Former Vice President of Insys Therapeutics Sentenced for Racketeering Conspiracy
BOSTON – The former Vice President of Managed Markets for Insys Therapeutics was sentenced today in federal court in Boston for his role in conspiring to bribe practitioners to prescribe fentanyl-based pain medication, often when medically unnecessary.
Michael J. Gurry, 56, of Scottsdale, Ariz., was sentenced by U.S. District Court Judge Allison D. Burroughs to 33 months in prison, three years of supervised release, restitution to be determined at a later date, and ordered to pay approximately $3.6 million in forfeiture. The government recommended a sentence of 132 months in prison. In May 2019, Gurry was convicted by a federal jury of racketeering conspiracy along with four other Insys executives.
Subsys, a drug owned and manufactured by a company called Insys Therapeutics, Inc., is a powerful, rapid-onset opioid approved to treat cancer patients suffering intense breakthrough pain. From May 2012 to December 2015, Gurry and his co-defendants conspired to bribe practitioners, many of whom operated pain clinics, in order to induce them to prescribe Insys’ fentanyl-based pain medication, Subsys, to patients, often when medically unnecessary. The drug was expensive, and while bribes paid to prescribers succeeded in generating new prescriptions, insurers were reluctant to approve payment when Subsys was prescribed for patients without cancer.
Within the criminal scheme, Gurry was responsible for creating and overseeing the Insys Reimbursement Center (IRC), which was dedicated to obtaining prior authorization for payment of Subsys prescriptions directly from insurers and pharmacy benefit managers. Beginning in October 2012, Gurry authorized employees of the IRC to lead insurers to believe that they were calling from the office of the prescriber. He also authorized the IRC employees to use a misleading script, known as “the spiel,” to trick insurers into believing that Subsys had been prescribed to the patient to treat breakthrough cancer pain, for which insurers were more likely to authorize payment. Gurry also authorized other tactics that had been found to be more successful in securing payment from insurers. This included citing a diagnosis of “dysphagia” – difficulty swallowing – even when patients were not suffering from the disorder and referencing a history of cancer to mislead insurers.

__Extracted information__:
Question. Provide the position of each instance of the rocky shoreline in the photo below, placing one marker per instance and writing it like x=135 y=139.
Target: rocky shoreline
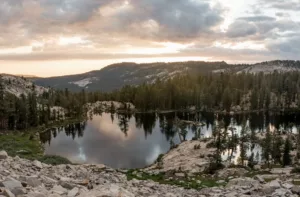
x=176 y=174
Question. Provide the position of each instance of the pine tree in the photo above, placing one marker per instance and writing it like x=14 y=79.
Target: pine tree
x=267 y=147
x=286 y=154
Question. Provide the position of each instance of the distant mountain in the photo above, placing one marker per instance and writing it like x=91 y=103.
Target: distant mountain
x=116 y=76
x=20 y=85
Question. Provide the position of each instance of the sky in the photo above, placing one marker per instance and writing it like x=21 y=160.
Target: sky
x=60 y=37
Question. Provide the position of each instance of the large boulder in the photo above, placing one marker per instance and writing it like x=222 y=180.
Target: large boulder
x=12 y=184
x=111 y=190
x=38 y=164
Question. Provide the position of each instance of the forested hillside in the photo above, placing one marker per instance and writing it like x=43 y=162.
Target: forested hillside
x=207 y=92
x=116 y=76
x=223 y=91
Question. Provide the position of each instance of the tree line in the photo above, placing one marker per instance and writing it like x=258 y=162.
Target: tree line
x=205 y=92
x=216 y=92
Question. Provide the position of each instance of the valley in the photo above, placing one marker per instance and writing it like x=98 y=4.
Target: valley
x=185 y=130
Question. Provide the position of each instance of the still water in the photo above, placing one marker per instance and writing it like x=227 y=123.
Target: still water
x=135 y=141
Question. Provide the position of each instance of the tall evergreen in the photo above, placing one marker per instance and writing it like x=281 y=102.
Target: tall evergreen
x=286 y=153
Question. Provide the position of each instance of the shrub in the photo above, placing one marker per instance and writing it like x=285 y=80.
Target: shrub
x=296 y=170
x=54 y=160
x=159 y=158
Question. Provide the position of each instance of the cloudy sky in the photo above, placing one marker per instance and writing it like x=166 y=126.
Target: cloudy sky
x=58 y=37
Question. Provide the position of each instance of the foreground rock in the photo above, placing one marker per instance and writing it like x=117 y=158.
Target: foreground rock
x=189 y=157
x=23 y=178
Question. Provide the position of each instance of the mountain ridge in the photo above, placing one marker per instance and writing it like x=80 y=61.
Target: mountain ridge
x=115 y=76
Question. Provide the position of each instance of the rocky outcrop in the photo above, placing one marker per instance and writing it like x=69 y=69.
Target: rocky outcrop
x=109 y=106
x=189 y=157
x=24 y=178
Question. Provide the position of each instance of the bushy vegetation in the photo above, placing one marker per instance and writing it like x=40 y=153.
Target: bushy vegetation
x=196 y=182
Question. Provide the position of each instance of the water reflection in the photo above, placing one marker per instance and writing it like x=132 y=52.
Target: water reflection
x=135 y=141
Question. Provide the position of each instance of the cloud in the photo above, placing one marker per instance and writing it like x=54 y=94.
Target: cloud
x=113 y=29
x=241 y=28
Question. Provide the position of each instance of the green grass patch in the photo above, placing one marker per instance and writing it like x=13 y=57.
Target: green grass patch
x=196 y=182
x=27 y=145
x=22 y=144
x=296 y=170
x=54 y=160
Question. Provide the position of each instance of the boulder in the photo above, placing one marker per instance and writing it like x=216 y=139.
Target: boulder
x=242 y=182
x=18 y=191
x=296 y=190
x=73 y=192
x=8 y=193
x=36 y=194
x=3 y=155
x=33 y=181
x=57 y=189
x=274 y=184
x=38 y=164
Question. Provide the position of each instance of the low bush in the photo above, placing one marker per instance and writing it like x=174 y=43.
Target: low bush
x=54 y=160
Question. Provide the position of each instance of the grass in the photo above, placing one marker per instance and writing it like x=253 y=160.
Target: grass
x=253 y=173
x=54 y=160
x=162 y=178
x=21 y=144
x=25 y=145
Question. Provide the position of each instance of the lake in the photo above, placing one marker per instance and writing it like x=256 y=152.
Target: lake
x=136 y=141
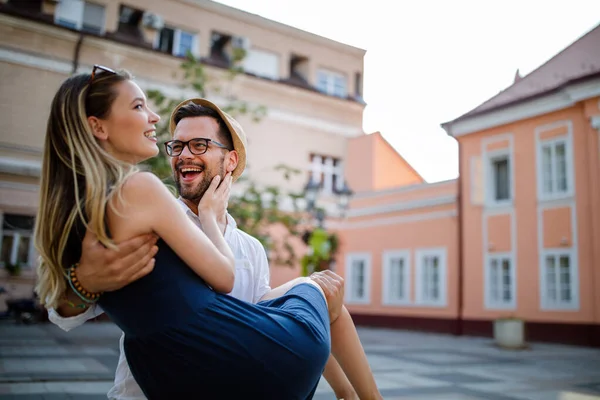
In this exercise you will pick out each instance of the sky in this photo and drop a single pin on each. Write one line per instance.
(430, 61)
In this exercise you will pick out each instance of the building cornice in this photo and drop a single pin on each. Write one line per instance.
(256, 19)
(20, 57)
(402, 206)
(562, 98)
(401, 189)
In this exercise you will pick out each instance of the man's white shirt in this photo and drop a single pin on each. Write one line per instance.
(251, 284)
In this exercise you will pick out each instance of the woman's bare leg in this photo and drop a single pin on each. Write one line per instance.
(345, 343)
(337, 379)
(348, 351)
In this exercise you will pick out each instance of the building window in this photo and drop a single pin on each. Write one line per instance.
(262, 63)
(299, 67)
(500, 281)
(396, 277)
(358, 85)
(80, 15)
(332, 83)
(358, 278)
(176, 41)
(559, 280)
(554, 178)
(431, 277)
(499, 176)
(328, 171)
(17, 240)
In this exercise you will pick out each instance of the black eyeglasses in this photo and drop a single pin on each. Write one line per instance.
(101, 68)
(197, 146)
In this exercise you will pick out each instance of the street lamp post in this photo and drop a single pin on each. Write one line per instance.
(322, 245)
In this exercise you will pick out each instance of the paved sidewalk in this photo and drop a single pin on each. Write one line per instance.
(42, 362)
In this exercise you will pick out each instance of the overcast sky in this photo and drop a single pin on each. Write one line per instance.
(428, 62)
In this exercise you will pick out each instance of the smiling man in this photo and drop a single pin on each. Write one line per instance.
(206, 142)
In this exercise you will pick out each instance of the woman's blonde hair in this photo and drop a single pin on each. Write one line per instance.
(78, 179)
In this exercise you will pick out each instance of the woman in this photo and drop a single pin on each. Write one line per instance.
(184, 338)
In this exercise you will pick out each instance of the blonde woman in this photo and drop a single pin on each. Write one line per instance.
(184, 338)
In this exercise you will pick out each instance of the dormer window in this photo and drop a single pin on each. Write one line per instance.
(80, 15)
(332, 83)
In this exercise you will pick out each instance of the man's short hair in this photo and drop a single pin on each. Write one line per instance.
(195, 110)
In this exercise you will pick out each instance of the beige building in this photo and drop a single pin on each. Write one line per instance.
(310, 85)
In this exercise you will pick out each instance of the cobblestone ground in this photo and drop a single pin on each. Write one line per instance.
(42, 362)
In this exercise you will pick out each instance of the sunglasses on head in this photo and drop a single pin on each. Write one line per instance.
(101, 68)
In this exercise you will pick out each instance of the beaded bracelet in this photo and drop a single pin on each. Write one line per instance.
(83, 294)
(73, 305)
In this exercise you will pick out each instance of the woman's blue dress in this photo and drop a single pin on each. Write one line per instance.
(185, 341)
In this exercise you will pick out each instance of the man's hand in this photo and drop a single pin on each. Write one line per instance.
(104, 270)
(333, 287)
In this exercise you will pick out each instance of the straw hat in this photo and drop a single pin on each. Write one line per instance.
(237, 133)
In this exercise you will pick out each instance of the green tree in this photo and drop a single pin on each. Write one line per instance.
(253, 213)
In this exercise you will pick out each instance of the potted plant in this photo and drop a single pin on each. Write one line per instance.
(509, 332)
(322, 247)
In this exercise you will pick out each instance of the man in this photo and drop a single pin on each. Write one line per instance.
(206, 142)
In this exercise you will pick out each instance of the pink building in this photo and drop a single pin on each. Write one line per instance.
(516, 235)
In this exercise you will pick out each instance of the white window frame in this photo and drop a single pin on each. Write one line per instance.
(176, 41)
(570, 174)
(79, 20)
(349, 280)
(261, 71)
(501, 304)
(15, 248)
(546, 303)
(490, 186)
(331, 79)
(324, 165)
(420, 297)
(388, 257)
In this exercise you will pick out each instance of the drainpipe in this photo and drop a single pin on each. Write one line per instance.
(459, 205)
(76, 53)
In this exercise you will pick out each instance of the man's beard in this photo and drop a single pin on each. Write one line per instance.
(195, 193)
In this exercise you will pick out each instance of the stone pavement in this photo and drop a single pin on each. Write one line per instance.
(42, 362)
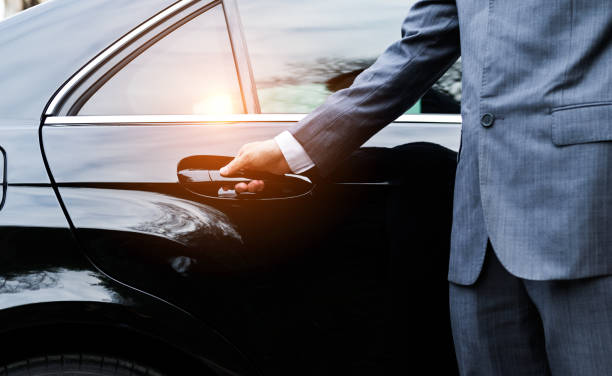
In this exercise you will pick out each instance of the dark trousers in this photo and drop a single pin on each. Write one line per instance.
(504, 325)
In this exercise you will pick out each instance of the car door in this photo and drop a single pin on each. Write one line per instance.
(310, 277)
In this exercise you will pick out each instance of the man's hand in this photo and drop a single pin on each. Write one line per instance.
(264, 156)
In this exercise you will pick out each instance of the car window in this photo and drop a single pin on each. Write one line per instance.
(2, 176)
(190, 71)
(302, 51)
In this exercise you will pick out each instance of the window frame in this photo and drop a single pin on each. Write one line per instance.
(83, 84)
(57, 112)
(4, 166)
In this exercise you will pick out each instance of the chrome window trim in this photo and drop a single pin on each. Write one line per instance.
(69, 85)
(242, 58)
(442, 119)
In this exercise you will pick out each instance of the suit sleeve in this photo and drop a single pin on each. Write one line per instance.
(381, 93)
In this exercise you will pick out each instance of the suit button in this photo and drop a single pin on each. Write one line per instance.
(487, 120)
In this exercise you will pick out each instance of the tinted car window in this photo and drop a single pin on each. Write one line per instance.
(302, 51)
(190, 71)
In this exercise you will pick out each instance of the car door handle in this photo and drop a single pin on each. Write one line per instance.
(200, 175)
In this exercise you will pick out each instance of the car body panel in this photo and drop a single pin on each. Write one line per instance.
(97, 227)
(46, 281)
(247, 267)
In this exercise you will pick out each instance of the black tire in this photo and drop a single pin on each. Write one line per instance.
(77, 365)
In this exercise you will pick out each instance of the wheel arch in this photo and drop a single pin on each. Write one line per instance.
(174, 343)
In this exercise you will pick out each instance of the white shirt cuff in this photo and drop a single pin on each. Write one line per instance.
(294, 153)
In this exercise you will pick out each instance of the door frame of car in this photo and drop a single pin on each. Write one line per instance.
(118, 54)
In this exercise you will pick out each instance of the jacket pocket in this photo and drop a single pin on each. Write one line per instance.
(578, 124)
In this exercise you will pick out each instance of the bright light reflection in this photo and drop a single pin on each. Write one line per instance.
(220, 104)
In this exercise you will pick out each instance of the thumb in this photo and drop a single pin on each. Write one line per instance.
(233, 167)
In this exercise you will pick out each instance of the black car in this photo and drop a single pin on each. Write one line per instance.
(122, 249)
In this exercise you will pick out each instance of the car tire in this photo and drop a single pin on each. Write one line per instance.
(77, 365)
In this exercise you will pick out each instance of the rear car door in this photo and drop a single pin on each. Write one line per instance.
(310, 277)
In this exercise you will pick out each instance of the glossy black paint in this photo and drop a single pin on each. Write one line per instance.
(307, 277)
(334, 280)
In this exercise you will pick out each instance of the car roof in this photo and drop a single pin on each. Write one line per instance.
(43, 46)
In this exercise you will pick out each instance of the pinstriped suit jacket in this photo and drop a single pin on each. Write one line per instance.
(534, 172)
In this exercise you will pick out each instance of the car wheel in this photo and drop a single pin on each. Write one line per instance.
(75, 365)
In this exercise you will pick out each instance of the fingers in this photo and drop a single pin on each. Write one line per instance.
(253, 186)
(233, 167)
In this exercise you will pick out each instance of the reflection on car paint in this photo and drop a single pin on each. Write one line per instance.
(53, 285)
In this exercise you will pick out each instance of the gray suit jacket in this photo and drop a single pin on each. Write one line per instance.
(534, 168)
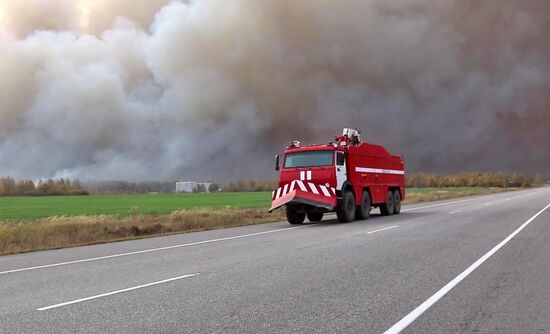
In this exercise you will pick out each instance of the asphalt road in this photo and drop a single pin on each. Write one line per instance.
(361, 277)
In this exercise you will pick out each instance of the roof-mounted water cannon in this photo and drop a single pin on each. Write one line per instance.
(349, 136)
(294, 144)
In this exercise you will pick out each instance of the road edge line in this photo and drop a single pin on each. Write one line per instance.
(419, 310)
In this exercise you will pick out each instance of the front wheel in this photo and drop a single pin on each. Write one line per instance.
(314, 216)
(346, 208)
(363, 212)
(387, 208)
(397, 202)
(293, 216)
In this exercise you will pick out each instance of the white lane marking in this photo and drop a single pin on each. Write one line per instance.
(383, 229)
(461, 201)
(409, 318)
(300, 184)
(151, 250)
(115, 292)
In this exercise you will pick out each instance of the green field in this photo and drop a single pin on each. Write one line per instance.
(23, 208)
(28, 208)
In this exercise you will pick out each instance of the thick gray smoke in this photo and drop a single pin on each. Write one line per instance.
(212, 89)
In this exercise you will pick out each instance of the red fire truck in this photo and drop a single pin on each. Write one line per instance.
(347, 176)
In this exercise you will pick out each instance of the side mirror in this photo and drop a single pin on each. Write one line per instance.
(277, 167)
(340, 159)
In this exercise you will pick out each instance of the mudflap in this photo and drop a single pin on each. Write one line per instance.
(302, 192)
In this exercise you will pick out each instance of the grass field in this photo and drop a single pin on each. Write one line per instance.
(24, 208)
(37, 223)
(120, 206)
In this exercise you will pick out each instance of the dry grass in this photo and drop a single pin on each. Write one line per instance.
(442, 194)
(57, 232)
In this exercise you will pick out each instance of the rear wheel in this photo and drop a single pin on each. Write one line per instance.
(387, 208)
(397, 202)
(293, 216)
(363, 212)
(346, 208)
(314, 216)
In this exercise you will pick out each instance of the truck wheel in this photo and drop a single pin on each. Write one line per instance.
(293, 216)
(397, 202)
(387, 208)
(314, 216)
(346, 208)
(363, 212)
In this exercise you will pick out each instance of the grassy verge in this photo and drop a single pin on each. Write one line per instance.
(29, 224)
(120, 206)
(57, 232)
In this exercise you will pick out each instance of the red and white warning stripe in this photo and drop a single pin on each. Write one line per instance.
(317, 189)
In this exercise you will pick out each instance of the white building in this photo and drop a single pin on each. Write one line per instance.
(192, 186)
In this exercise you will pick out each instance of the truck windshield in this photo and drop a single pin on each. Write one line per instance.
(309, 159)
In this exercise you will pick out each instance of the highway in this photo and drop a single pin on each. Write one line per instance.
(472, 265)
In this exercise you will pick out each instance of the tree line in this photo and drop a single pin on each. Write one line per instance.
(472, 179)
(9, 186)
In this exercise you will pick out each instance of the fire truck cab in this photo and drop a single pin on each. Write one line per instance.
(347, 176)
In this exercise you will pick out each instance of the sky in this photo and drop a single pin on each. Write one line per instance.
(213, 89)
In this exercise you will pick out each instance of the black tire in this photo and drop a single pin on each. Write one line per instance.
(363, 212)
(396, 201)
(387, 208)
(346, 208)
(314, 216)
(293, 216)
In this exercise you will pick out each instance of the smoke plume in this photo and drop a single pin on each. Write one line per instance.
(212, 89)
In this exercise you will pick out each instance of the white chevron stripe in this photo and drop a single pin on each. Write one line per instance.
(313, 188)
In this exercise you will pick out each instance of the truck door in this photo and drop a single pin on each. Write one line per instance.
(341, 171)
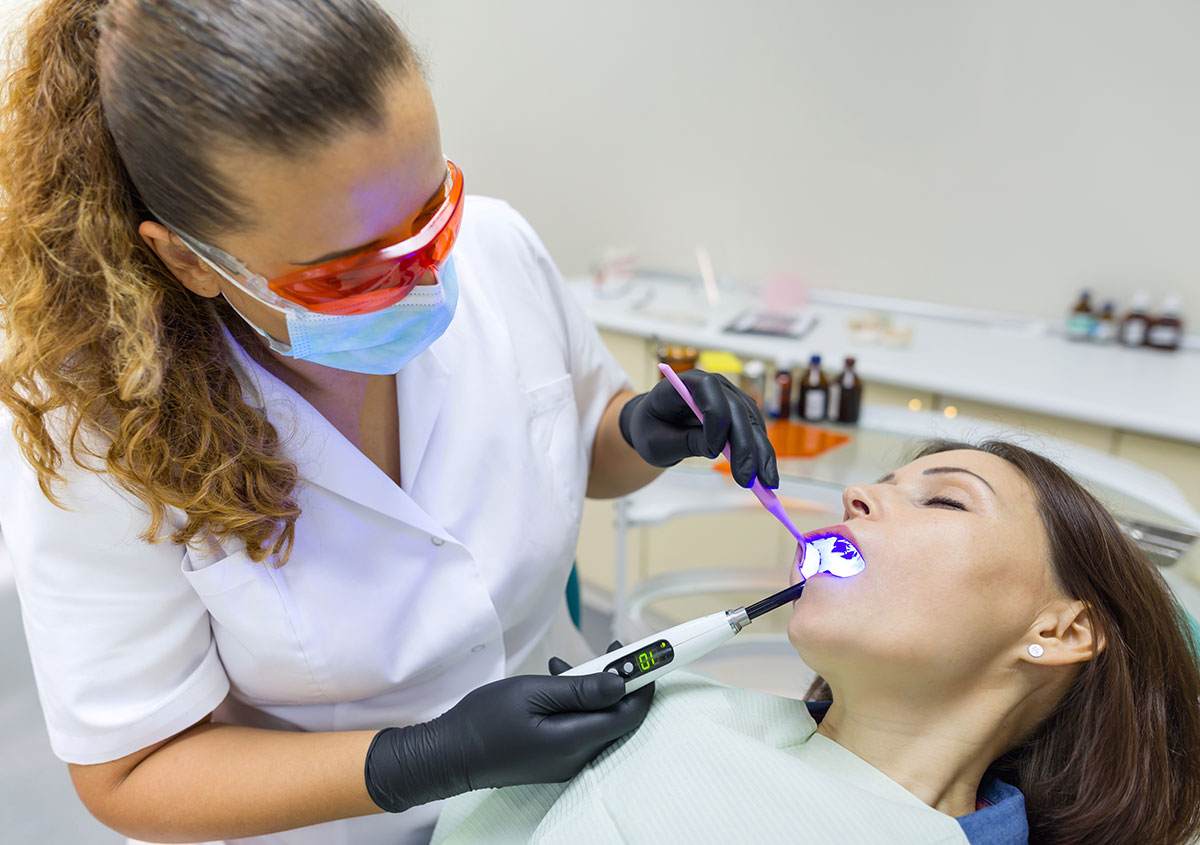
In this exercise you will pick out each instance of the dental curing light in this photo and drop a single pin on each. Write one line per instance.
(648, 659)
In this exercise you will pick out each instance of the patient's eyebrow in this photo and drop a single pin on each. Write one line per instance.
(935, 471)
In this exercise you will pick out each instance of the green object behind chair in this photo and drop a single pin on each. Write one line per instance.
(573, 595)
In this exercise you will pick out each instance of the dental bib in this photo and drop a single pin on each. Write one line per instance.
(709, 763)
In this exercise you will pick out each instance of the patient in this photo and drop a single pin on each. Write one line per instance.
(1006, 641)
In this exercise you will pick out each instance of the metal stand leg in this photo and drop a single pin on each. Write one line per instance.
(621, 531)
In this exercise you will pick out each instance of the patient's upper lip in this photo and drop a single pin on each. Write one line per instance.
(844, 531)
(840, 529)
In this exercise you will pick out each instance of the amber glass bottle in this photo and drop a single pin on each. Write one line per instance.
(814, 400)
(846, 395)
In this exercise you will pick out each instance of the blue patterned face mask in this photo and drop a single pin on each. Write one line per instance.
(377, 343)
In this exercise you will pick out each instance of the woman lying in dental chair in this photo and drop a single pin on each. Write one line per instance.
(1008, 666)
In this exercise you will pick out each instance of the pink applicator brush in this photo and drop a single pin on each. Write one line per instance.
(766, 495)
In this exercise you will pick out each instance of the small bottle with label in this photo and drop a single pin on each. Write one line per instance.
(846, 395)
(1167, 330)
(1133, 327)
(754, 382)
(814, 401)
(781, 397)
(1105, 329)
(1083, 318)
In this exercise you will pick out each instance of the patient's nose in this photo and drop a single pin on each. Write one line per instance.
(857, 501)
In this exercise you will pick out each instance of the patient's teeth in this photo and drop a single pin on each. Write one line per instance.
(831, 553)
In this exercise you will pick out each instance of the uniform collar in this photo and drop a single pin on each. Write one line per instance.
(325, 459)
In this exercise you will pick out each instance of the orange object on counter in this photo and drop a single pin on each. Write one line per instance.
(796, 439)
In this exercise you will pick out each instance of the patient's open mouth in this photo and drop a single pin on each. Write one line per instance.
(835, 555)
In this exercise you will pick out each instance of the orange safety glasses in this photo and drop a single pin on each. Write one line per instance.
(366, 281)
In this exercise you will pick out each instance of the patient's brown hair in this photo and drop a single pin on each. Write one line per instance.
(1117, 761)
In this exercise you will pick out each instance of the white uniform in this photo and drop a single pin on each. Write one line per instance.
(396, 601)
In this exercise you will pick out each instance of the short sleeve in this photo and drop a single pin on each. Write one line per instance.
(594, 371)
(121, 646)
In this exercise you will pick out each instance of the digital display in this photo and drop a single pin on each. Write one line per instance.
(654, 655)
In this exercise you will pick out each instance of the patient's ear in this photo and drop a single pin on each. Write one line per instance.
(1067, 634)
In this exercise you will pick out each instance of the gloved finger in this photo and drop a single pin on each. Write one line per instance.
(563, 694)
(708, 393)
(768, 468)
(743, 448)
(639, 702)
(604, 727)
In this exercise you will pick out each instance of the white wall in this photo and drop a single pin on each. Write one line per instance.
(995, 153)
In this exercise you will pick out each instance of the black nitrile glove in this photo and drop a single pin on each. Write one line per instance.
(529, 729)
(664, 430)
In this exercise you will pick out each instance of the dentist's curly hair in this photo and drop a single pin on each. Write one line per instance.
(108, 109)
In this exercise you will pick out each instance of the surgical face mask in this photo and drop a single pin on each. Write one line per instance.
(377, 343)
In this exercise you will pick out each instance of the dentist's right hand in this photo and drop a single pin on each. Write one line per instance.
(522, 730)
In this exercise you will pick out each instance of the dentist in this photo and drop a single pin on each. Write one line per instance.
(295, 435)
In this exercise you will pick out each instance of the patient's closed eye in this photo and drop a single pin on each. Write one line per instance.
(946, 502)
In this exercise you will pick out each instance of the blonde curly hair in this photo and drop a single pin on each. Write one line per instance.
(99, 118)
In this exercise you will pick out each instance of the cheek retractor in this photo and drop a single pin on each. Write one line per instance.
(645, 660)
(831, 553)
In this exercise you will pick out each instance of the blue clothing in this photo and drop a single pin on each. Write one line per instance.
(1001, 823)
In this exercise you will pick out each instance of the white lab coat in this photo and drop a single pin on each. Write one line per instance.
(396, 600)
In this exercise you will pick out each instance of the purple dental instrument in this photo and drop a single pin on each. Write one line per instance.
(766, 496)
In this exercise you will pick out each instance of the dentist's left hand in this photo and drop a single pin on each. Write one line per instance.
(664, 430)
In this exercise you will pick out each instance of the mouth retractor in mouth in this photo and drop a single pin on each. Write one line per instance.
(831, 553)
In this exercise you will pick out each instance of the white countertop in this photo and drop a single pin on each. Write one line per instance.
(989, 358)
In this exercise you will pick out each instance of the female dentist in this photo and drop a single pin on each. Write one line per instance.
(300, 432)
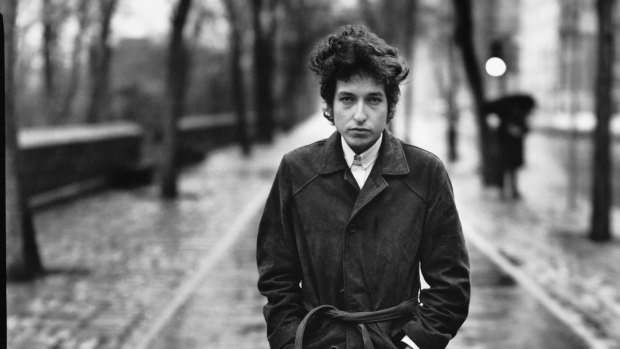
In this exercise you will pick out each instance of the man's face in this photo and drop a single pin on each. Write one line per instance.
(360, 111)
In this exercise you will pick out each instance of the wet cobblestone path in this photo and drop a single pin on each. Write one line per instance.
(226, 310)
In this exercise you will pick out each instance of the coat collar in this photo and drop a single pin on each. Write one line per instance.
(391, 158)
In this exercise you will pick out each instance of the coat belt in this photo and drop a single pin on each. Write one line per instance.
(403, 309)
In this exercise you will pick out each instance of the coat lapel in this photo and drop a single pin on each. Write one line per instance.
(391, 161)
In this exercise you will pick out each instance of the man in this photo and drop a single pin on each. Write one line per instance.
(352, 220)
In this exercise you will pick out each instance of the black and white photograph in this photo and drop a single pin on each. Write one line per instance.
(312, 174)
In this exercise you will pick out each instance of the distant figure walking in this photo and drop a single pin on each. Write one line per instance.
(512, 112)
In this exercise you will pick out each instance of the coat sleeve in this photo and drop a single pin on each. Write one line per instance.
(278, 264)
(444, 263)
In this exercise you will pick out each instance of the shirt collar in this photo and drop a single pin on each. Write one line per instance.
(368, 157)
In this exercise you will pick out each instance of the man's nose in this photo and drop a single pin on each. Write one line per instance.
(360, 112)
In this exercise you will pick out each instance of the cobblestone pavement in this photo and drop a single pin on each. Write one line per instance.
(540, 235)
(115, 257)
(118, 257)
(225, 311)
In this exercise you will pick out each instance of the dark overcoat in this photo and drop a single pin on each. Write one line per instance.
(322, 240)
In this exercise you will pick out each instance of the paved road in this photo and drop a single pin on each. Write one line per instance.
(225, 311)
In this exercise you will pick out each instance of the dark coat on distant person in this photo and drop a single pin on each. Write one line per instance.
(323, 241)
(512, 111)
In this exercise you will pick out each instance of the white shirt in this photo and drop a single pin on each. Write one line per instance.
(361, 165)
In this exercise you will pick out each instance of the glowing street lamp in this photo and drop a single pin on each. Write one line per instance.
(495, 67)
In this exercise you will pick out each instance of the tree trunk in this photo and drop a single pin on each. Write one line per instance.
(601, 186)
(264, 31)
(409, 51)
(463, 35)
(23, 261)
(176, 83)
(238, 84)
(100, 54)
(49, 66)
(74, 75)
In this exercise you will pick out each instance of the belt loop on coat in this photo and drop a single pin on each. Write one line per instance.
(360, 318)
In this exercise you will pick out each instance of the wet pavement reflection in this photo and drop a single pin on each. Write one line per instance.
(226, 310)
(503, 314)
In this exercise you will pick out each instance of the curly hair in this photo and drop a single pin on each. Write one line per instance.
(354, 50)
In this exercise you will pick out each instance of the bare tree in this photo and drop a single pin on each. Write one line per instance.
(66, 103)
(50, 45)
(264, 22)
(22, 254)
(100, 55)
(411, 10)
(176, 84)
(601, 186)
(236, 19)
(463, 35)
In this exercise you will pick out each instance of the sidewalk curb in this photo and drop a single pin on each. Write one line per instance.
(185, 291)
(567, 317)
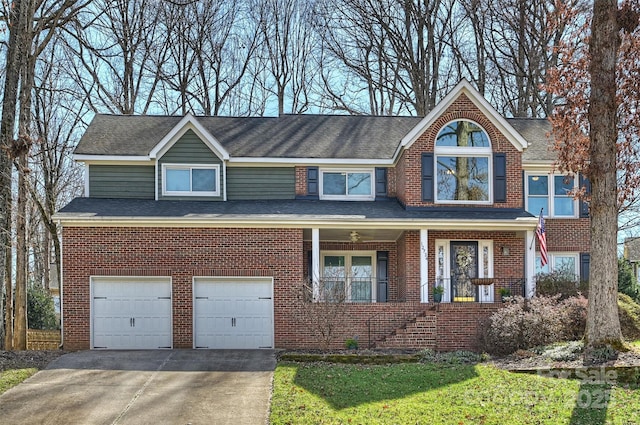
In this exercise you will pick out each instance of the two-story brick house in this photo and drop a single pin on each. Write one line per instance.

__Required action 1__:
Answer from the article on Gurry's sentencing:
(a) How many months in prison did the government recommend?
(b) What was the misleading script used by IRC employees known as?
(c) In what month and year did Gurry begin authorizing IRC employees to lead insurers to believe they were calling from the prescriber's office?
__Required action 2__: List every part of the sentence Judge Burroughs imposed on Gurry, as the sentencing article states them.
__Required action 3__: Carry on the article about the Insys executive's sentencing, starting after its last sentence.
The items are separate material, unrelated to the text.

__Final answer 1__:
(a) 132 months
(b) "the spiel"
(c) October 2012

__Final answer 2__:
- 33 months in prison
- three years of supervised release
- restitution to be determined at a later date
- approximately $3.6 million in forfeiture

__Final answer 3__:
United States Attorney Andrew E. Lelling; Joseph R. Bonavolonta, Special Agent in Charge of the Federal Bureau of Investigation, Boston Field Division; Phillip Coyne, Special Agent in Charge of the U.S Department of Health and Human Services, Office of the Inspector General; Judy McMeekin, Pharm.D. Acting Associate Commissioner for Regulatory Affairs of the U.S. Food and Drug; Brian D. Boyle, Special Agent in Charge of the Drug Enforcement Administration, Boston Field Division; Leigh-Alistair Barzey, Special Agent in Charge of the Defense Criminal Investigative Service, Northeast Field Office; Carol S. Hamilton, Acting Regional Director of the U.S. Department of Labor, Employee Benefits Security Administration, Boston Regional Office; Joseph W. Cronin, Inspector in Charge of the U.S. Postal Inspection Service’s Boston Division; Matthew Modafferi, Special Agent in Charge of the U.S. Postal Service Office of Inspector General, Northeast Area Field Office; Jeffrey K. Stachowiak, Special Agent in Charge of the Department of Veterans Affairs, Office of Inspector General; and Thomas W. South, Deputy Assistant Inspector General for Investigations of the Office of Personnel Management made the announcement.
Assistant U.S. Attorneys K. Nathaniel Yeager, Fred M. Wyshak, and David Lazarus prosecuted the case for Lelling’s Health Care Fraud Unit.